Do this: Count the lines in the items below that contain the string "Need", with case counting, and give only that number.

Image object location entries
--- begin ---

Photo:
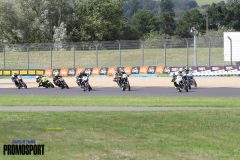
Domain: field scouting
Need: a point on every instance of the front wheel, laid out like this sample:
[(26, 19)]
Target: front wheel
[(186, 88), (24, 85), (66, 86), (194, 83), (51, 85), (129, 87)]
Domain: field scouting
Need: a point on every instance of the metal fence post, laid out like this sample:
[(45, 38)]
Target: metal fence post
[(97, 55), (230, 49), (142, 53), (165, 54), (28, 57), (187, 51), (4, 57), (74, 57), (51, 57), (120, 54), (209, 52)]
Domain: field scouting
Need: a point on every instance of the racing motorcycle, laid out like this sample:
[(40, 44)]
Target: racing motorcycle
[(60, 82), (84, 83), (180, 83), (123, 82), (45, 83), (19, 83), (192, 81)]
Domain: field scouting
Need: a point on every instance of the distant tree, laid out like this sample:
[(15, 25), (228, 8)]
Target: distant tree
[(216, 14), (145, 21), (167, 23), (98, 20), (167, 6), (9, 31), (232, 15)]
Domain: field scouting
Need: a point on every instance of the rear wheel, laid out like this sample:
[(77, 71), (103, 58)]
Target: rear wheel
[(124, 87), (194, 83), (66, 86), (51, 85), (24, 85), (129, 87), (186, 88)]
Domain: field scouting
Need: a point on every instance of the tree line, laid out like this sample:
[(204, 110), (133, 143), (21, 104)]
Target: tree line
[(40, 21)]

--- end ---
--- begin ---

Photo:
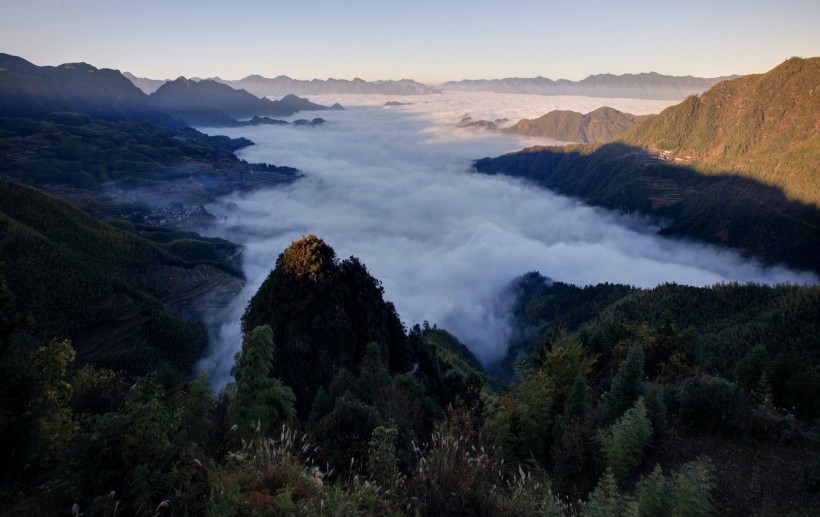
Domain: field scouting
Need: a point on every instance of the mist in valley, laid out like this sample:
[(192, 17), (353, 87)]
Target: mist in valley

--- end ---

Exercise response: 7